READING PASSAGE —

Pivotal Works by African American Artists Enrich the Collections
This article introduces in chronological sequence five recently acquired works by leading Black modern and contemporary artists, made between the 1940s and the recent present. Executed on paper, canvas, and wood, using a wide variety of mark-making techniques, these exceptional works employ distinct vocabularies to convey and complicate the narrative of the African American experience in language that expands and challenges the meaning of figurative and abstract when applied to the concept of Blackness.
In Sam Pollard’s recent documentary film Black Art: In the Absence of Light (2021), the artist Glenn Ligon observes that when he visits museums, he finds that the acquisition dates for works by Black artists are often recent—adding that “institutions have a long way to go before catching up.” Indeed, when I arrived at the Art Museum in 2000, there were very few works by African American artists. In the past twenty years the Museum has made significant headway in amplifying the presence of Black art within its collections, most robustly in prints, drawings, and photographs but also in other media. The process of addressing historical imbalances and vacuums in the Museum’s collections continues with renewed urgency, and as seminal works such as these are acquired, they present opportunities for thought-provoking dialogue with numerous objects already in the collections.

PROBLEM 1 — Retype the part of the article on works by African American artists from "In Sam Pollard’s" up to and including "in the collections.".
PROBLEM 2 — In the article on works by African American artists, who directed the documentary film Black Art: In the Absence of Light?

RECORDED INFORMATION —

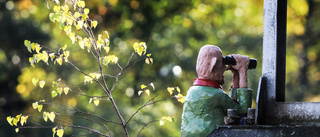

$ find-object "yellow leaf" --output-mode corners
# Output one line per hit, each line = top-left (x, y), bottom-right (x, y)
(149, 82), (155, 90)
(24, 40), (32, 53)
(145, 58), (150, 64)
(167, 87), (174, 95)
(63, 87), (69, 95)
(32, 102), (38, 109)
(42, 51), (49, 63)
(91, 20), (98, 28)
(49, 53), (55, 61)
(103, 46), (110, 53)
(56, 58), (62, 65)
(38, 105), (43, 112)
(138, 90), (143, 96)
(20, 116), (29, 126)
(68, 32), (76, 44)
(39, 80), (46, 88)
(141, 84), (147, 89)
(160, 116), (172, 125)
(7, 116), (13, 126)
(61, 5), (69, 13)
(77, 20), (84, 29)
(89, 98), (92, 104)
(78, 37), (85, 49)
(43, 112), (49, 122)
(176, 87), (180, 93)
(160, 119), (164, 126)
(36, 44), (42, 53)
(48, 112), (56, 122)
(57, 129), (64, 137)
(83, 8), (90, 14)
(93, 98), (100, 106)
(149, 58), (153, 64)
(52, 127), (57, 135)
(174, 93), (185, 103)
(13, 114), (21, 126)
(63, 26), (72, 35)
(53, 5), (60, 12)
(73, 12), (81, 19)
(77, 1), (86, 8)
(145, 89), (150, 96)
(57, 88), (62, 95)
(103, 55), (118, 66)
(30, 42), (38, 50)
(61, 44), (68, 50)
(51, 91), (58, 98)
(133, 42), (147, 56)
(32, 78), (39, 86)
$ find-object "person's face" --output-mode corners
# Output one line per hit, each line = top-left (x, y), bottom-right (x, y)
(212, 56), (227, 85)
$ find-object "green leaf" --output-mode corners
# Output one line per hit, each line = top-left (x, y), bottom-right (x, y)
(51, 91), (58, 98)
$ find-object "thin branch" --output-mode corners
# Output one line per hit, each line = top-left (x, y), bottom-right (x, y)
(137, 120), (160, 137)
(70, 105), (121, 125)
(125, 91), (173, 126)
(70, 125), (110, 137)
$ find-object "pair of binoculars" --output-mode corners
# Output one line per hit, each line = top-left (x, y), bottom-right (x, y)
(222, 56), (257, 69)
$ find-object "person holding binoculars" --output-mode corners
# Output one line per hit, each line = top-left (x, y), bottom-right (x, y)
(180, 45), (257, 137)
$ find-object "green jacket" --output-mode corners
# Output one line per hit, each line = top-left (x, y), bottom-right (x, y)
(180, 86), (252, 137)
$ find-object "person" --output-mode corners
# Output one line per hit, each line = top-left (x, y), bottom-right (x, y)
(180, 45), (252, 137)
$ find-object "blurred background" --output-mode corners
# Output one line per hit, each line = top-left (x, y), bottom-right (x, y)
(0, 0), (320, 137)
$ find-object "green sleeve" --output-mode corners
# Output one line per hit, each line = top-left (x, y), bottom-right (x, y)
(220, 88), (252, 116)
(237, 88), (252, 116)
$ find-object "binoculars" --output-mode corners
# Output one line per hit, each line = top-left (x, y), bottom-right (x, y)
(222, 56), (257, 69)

==

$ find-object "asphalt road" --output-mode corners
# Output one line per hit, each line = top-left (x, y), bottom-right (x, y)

CORRECT RESPONSE 1 —
In Sam Pollard’s recent documentary film Black Art: In the Absence of Light (2021), the artist Glenn Ligon observes that when he visits museums, he finds that the acquisition dates for works by Black artists are often recent—adding that “institutions have a long way to go before catching up.” Indeed, when I arrived at the Art Museum in 2000, there were very few works by African American artists. In the past twenty years the Museum has made significant headway in amplifying the presence of Black art within its collections, most robustly in prints, drawings, and photographs but also in other media. The process of addressing historical imbalances and vacuums in the Museum’s collections continues with renewed urgency, and as seminal works such as these are acquired, they present opportunities for thought-provoking dialogue with numerous objects already in the collections.

CORRECT RESPONSE 2 — Sam Pollard